● Records of labeled points
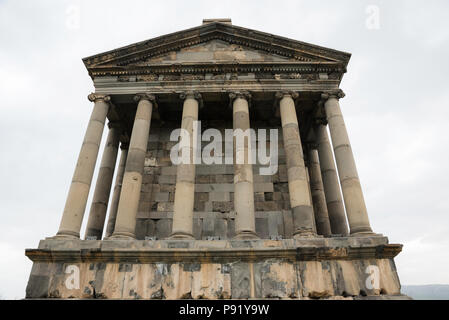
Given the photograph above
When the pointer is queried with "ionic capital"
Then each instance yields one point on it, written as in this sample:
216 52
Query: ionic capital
94 97
114 124
239 95
124 145
320 121
312 145
190 95
336 94
145 96
281 94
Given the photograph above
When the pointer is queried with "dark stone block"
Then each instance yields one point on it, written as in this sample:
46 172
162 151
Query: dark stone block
192 267
37 286
240 281
178 244
125 267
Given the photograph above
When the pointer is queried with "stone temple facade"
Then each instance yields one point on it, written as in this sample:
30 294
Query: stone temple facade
156 230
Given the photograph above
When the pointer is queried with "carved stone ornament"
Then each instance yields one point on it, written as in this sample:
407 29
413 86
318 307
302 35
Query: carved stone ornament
146 96
239 94
280 94
337 94
94 97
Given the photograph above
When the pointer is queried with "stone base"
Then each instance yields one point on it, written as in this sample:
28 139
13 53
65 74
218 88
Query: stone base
309 268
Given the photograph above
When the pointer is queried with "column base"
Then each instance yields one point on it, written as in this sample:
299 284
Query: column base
246 235
181 236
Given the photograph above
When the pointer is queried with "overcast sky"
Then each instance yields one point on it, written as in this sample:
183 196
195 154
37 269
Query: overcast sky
396 108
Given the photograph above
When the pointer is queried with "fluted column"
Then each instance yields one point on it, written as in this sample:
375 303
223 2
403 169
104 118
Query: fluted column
185 172
303 219
97 215
347 171
117 189
79 189
332 192
245 222
318 199
132 180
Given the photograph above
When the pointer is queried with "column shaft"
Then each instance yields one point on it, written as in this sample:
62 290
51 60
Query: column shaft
116 193
336 210
132 180
318 199
79 189
296 173
349 179
185 174
102 191
245 222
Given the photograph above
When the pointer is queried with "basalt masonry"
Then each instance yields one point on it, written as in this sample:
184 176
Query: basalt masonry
237 227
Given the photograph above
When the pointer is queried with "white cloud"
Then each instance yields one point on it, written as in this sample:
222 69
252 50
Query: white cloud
396 108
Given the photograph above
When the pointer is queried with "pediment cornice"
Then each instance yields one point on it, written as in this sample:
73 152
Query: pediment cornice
303 56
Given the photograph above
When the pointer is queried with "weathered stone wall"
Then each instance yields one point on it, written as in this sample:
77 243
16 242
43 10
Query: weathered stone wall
214 191
214 269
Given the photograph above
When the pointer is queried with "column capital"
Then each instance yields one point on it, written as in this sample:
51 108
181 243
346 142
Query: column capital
312 145
190 95
281 94
240 94
145 96
94 97
124 145
114 124
320 121
337 94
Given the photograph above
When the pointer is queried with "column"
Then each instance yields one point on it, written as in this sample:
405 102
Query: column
102 191
303 219
79 189
185 172
245 222
318 199
332 192
347 171
117 190
132 180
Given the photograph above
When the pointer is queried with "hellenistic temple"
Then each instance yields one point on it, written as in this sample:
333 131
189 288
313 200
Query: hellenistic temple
221 229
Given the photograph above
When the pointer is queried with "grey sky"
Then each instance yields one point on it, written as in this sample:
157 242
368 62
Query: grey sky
396 108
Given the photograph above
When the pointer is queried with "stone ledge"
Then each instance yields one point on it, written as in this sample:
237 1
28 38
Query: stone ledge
173 251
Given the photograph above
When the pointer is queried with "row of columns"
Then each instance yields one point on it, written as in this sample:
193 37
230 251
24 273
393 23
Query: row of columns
315 210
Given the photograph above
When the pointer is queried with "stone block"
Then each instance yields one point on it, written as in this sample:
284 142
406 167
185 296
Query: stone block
240 281
161 196
163 179
219 196
259 196
165 206
263 187
222 206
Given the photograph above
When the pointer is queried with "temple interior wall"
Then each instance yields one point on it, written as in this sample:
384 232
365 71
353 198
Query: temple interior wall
214 190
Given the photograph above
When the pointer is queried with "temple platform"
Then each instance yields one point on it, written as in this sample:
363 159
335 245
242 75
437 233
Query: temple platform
306 268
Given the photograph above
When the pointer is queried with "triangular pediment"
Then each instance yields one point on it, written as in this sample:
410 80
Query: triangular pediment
215 51
216 43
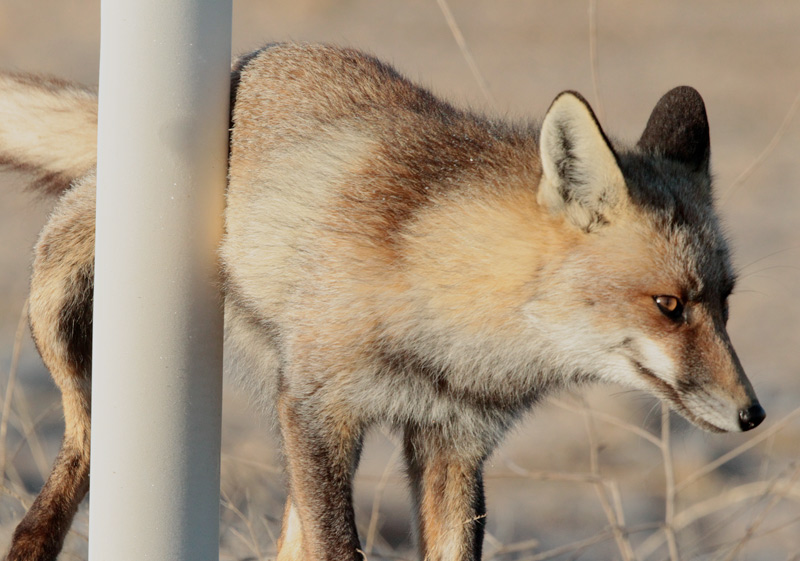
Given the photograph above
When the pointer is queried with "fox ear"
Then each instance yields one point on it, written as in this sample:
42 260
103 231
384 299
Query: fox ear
678 129
580 174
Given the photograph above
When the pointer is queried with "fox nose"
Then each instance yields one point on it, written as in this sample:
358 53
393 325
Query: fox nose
751 417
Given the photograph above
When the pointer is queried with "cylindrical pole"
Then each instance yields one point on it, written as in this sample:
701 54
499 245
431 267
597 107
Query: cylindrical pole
161 172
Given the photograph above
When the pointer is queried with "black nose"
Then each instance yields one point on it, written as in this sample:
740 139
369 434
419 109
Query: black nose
751 417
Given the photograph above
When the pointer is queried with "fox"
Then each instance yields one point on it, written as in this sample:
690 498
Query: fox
391 259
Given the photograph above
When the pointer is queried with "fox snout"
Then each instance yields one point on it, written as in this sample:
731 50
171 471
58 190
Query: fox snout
714 389
751 417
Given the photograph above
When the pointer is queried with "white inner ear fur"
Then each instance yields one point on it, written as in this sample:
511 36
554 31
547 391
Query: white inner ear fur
580 173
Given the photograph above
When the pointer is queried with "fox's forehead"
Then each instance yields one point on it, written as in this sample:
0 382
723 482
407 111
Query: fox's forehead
678 207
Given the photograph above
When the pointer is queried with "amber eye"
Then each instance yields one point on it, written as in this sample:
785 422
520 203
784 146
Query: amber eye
670 306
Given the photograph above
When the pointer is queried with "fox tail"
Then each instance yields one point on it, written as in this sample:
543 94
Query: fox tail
48 128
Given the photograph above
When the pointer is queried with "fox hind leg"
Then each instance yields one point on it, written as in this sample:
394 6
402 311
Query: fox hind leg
322 454
60 315
448 496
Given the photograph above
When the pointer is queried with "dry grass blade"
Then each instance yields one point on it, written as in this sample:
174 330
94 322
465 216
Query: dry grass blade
12 377
598 103
784 126
577 546
670 491
615 516
377 496
777 497
711 466
610 419
465 52
251 541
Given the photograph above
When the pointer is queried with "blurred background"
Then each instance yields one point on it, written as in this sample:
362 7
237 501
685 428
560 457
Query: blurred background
589 475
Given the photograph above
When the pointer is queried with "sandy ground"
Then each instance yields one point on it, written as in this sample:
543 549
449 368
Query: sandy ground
744 59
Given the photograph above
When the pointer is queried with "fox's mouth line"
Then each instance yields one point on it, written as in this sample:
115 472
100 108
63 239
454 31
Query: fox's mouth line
673 396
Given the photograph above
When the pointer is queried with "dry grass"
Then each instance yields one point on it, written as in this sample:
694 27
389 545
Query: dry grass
606 483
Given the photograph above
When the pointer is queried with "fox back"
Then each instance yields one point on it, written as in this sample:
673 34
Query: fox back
389 258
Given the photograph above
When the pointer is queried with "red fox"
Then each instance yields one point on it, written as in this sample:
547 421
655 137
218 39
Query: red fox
391 259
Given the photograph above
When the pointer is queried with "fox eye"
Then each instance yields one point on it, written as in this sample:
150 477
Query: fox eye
670 306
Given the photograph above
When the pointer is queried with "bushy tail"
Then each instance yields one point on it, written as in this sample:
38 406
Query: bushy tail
48 127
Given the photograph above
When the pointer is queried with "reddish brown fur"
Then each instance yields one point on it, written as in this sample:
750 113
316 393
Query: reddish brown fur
391 259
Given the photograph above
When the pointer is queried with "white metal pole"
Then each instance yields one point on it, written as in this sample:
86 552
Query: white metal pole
161 172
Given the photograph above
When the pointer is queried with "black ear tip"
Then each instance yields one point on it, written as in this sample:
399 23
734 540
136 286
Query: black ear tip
678 127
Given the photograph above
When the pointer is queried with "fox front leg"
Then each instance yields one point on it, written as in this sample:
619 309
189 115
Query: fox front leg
447 491
322 454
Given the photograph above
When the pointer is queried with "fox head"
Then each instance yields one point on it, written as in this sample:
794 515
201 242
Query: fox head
643 293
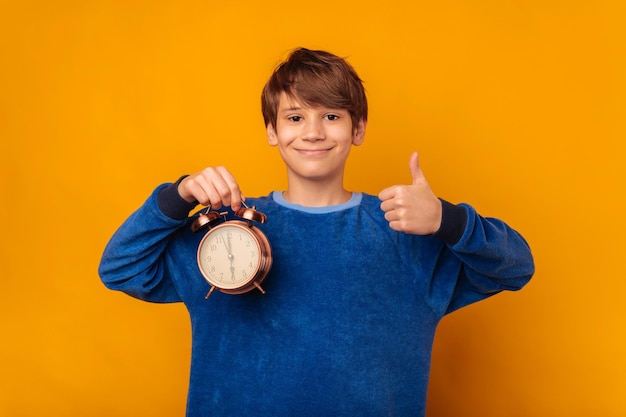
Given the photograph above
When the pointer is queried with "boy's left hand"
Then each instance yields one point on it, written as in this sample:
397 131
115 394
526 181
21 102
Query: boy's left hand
412 208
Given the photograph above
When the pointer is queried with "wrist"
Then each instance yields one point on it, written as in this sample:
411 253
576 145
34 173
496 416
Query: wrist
172 204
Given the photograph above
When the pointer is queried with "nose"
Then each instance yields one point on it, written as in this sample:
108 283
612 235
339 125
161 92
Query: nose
313 130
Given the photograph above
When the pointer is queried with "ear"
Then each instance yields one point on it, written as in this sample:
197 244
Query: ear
358 134
271 135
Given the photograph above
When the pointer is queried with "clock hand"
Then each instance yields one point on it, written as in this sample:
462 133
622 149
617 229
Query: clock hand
231 257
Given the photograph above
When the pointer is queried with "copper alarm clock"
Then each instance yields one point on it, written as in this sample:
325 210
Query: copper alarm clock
234 256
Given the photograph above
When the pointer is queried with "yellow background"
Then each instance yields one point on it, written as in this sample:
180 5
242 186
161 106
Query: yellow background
517 107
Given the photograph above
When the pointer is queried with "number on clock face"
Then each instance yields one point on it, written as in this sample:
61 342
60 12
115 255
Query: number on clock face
229 256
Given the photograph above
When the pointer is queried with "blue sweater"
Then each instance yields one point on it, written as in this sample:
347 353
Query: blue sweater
347 324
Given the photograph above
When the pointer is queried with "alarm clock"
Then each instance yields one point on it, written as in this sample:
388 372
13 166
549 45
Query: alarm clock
234 256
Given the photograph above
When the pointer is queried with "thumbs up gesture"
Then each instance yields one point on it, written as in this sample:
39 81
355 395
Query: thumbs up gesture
412 208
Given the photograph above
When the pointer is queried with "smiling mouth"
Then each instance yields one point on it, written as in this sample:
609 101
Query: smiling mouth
313 151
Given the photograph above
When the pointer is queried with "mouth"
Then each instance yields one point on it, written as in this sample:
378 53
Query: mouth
313 152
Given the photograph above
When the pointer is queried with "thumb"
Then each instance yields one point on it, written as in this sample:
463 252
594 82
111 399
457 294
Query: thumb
414 166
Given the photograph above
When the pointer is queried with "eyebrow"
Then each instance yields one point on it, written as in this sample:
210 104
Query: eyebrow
292 108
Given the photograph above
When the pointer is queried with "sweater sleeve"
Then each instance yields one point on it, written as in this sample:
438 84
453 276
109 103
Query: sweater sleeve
134 258
494 258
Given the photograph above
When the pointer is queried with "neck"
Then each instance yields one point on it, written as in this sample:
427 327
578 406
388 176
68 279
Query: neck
315 194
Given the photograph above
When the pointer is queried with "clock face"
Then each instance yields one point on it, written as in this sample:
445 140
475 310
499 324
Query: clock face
229 256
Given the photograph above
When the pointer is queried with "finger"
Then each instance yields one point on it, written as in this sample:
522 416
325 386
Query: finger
417 175
229 189
387 194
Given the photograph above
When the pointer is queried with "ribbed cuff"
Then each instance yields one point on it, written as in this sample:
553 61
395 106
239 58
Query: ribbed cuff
453 222
172 204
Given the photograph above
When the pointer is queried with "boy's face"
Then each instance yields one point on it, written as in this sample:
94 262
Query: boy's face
314 142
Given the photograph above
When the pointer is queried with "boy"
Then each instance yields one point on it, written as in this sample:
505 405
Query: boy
358 282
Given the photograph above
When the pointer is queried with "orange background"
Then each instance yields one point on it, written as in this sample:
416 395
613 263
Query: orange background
517 107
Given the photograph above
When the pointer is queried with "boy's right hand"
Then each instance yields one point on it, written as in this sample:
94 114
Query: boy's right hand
214 186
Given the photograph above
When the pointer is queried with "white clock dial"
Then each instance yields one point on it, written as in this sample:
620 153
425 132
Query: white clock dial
229 256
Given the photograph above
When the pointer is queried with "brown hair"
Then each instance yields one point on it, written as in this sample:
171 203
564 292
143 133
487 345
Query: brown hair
316 78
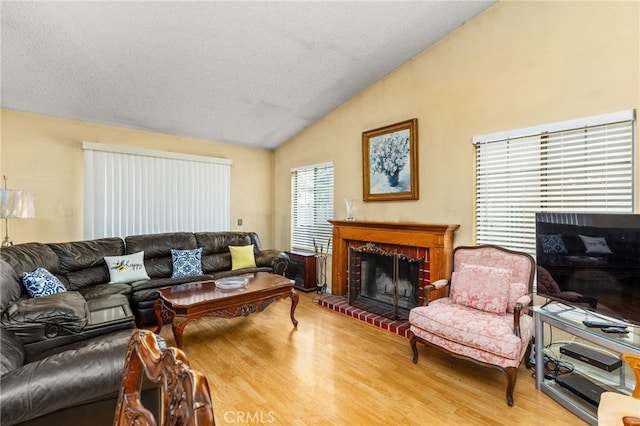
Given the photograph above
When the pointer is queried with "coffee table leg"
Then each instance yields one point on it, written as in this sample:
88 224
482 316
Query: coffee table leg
177 331
294 302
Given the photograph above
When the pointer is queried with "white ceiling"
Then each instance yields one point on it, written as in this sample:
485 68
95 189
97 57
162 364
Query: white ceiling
245 72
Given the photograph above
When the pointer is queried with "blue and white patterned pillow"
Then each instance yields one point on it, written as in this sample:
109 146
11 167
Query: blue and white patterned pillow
186 263
42 283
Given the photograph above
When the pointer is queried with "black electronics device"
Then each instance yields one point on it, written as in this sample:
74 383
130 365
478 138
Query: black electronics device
591 356
581 386
590 261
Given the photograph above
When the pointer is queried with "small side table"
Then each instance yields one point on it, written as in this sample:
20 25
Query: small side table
302 270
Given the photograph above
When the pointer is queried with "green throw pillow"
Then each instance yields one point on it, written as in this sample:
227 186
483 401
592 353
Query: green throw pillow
242 257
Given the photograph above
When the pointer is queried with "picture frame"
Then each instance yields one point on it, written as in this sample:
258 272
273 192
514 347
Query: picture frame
390 162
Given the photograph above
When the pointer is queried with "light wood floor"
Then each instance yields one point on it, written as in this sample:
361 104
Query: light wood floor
336 370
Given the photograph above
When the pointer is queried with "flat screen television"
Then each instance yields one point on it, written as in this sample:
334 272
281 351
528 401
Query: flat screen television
590 261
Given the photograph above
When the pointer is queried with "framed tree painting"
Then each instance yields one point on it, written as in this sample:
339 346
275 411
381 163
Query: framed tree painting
390 162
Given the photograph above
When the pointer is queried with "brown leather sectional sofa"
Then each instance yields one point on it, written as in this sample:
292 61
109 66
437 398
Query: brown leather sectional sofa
59 335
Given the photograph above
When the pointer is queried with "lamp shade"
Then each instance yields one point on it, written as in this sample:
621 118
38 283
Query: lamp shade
16 203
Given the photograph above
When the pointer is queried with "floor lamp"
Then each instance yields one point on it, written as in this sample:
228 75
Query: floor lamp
14 204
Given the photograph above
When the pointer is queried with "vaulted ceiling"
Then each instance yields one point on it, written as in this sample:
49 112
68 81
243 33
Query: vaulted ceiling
243 72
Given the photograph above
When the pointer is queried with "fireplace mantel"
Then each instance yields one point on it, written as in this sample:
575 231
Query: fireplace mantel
438 239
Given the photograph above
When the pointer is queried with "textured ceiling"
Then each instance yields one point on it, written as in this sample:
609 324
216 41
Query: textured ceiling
247 73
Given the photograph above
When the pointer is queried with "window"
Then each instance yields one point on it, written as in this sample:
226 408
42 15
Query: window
582 165
312 206
130 191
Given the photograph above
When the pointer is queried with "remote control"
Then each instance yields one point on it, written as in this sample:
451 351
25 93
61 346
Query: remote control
620 330
600 324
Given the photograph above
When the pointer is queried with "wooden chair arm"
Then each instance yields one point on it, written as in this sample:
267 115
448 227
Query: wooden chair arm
186 399
518 310
436 285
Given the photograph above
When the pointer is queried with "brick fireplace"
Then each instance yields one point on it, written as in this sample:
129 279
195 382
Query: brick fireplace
403 257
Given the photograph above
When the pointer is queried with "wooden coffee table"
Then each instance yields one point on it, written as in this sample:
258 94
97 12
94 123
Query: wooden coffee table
191 301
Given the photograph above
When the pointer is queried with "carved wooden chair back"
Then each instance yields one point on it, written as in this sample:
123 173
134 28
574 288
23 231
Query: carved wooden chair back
186 399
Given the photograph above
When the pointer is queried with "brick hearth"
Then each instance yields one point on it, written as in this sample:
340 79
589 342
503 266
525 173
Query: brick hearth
341 305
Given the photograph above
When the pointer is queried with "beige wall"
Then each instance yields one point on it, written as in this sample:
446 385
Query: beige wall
44 155
518 64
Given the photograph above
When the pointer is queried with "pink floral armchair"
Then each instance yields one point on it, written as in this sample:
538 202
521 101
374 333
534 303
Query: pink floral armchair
484 316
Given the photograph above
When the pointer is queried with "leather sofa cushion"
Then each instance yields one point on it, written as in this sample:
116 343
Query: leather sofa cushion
219 242
215 248
92 371
12 354
100 290
28 257
68 310
82 262
157 250
10 285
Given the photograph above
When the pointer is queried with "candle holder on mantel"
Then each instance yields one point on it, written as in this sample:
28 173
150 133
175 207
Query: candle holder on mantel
350 204
321 265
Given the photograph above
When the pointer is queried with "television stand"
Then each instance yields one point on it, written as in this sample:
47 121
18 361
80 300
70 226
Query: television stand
566 327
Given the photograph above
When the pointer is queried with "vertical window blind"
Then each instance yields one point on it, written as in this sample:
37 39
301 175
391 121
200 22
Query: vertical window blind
581 165
312 206
130 191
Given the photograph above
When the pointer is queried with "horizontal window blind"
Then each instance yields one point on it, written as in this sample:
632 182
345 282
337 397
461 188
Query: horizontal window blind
312 206
585 169
133 191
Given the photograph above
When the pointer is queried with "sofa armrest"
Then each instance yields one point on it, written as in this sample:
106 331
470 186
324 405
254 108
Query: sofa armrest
66 379
67 310
275 259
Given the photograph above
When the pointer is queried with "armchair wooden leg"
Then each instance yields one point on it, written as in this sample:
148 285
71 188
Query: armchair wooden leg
414 347
512 375
527 357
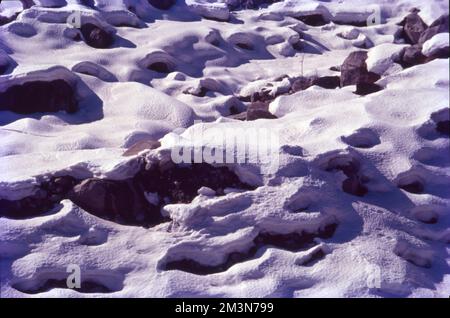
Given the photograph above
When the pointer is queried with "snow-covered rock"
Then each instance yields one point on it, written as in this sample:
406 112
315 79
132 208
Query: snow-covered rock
438 42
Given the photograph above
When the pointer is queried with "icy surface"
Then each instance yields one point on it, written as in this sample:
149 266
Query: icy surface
200 60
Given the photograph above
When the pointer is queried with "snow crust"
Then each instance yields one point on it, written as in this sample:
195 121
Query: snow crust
381 248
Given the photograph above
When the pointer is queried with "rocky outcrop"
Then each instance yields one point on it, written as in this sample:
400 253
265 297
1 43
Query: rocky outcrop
258 110
162 4
39 96
413 27
354 70
440 25
96 37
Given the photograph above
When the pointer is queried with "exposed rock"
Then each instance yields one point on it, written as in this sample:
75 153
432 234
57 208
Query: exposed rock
162 4
259 110
412 187
122 201
437 46
313 19
443 127
367 88
141 146
353 185
413 27
159 67
39 96
354 70
301 84
96 37
42 201
329 82
412 56
441 25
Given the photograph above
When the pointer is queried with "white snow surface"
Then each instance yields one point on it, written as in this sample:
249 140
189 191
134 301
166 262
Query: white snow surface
380 238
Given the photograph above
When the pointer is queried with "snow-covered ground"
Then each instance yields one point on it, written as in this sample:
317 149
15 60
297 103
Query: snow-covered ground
352 199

● EXERCISE
Count the lines in the entries above that contain the string "sandy", and reply with that number alone.

● FULL ANSWER
2